§ Assignment
Reproduce, please, the line that holds "Query: stadium roof" and all later lines through the end of the entries below, exactly; omit pictures.
Dataset excerpts Block Start
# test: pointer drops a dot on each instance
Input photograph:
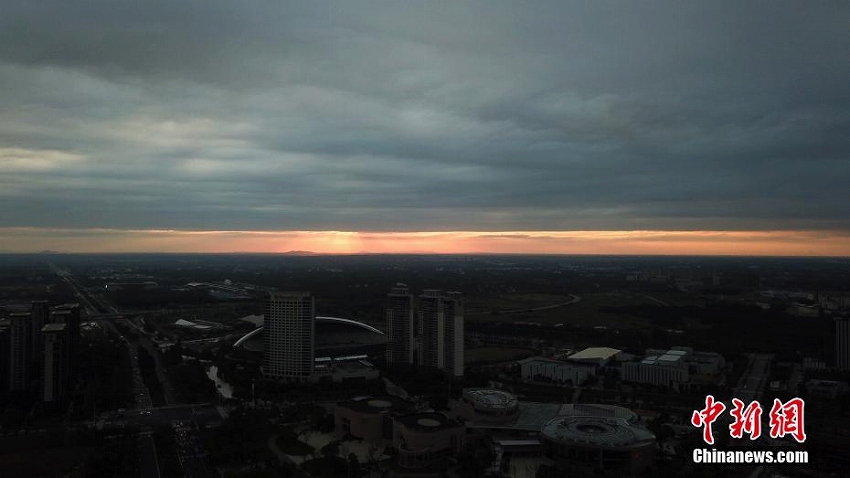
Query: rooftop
(426, 422)
(381, 404)
(601, 353)
(490, 398)
(596, 431)
(54, 328)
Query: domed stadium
(335, 337)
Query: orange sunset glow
(767, 243)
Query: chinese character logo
(705, 417)
(787, 419)
(747, 420)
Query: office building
(289, 330)
(454, 333)
(842, 343)
(55, 385)
(20, 342)
(5, 354)
(69, 314)
(431, 329)
(400, 328)
(441, 331)
(39, 315)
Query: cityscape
(196, 365)
(384, 239)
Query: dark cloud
(411, 116)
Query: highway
(192, 459)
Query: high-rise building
(40, 315)
(289, 335)
(69, 314)
(441, 331)
(842, 343)
(20, 341)
(432, 329)
(453, 349)
(55, 385)
(400, 326)
(5, 354)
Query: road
(573, 299)
(182, 419)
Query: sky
(600, 127)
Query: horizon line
(734, 243)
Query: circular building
(487, 405)
(598, 442)
(598, 410)
(369, 418)
(424, 439)
(335, 337)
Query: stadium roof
(595, 353)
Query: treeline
(105, 378)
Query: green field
(494, 354)
(586, 312)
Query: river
(224, 388)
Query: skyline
(559, 127)
(694, 243)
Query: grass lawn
(288, 443)
(494, 354)
(585, 312)
(50, 462)
(326, 467)
(485, 305)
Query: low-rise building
(425, 439)
(596, 356)
(556, 371)
(671, 367)
(369, 418)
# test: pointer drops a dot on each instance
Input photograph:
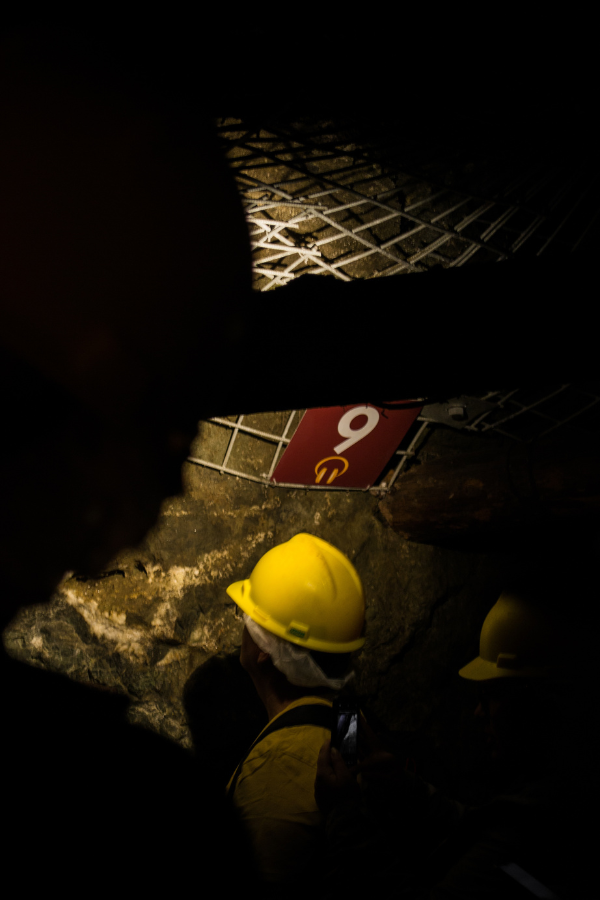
Dataset excerpts Block End
§ Exercise answer
Query: stadium roof
(595, 353)
Query: treeline
(105, 378)
Query: green field
(494, 354)
(586, 312)
Query: river
(224, 388)
Query: skyline
(559, 127)
(694, 243)
Query: grass lawn
(288, 443)
(494, 354)
(585, 312)
(50, 462)
(326, 467)
(485, 305)
Query: low-rise building
(425, 439)
(596, 356)
(556, 371)
(671, 367)
(369, 418)
# test: pointer drops a dot on each instance
Input photograph:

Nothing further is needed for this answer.